**To be done**
The listing below should be copied in full, word for word.

**Data for this task**
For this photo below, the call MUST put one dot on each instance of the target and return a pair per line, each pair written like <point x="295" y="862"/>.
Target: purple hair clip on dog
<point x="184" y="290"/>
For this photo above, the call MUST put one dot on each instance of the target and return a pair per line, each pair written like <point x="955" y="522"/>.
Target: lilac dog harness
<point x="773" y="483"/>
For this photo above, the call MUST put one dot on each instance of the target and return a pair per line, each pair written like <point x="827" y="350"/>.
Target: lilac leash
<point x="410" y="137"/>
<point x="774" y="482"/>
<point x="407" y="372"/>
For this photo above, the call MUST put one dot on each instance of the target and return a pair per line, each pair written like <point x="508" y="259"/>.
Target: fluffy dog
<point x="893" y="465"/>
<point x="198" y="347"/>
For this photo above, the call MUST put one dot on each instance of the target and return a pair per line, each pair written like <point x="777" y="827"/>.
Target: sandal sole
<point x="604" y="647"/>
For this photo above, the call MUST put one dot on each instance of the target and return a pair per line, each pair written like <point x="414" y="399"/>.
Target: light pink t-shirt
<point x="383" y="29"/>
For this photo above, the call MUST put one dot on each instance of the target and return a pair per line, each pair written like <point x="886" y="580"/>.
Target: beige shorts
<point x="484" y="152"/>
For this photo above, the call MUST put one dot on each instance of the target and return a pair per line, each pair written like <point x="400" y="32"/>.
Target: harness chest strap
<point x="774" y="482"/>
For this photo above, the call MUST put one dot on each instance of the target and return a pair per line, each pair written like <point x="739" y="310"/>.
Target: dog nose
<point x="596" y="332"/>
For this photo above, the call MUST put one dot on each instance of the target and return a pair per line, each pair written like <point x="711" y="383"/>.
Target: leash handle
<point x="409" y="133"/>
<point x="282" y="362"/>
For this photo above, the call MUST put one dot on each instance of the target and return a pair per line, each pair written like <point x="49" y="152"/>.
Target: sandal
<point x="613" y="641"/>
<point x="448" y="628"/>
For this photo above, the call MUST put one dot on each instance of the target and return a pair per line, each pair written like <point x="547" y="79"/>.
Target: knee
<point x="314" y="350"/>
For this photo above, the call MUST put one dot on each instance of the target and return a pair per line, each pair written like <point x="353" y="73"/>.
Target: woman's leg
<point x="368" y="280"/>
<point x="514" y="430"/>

**Answer in full**
For this photo below, the call MUST put one dot on each instance of the target and return a pair per line, each pair written like <point x="295" y="862"/>.
Target: purple hair clip on dog
<point x="184" y="290"/>
For this photo above, the call MUST put one dot on each instance of the target and return a pair per line, each pair written like <point x="955" y="522"/>.
Target: lilac dog harness
<point x="773" y="483"/>
For this photo above, the call MUST put one dot on each instance of the target and return a pair per line, each pair written like <point x="827" y="350"/>.
Target: lilac leash
<point x="410" y="137"/>
<point x="774" y="482"/>
<point x="407" y="372"/>
For this photo above, the call MUST put one dot on each instance of the target and return a pair per line, each pair written like <point x="508" y="259"/>.
Target: fluffy dog
<point x="893" y="465"/>
<point x="198" y="347"/>
For this photo above, the call MUST put one dot on each instance of the target and return a pair per line, each pair written like <point x="777" y="827"/>.
Target: sandal sole
<point x="604" y="647"/>
For this photo above, the call MUST put one dot on each instance of the target and return a pair per line, each pair written like <point x="414" y="399"/>.
Target: light pink t-shirt
<point x="383" y="29"/>
For this photo above, the call MUST put one dot on each instance of the target and return a pair per line, each pair written like <point x="886" y="580"/>.
Target: beige shorts
<point x="484" y="152"/>
For this photo above, the call MUST put one dot on each instance of the target and return a pair per line, each pair written like <point x="400" y="32"/>.
Target: harness chest strap
<point x="774" y="482"/>
For this photo above, the call MUST put one dot on each instance of the target and return a pair per line, each pair written like <point x="739" y="310"/>.
Target: dog nose
<point x="596" y="332"/>
For this photo above, the call MUST put one dot on each instance of the target and return a pair per line, each pair written like <point x="711" y="383"/>.
Target: leash handle
<point x="409" y="133"/>
<point x="282" y="362"/>
For this photo above, the call MUST put one dot on each instance of the target and return a pair per line, each pair written like <point x="49" y="152"/>.
Target: sandal
<point x="613" y="641"/>
<point x="448" y="628"/>
For this photo above, the call MUST put one dot on each instance of the target and return a pair per line, each pair written like <point x="547" y="79"/>.
Target: knee
<point x="314" y="350"/>
For this photo above, the call MUST put one dot on each instance of the target and return a pair per line, each pair written like <point x="353" y="73"/>.
Target: woman's leg
<point x="368" y="280"/>
<point x="514" y="430"/>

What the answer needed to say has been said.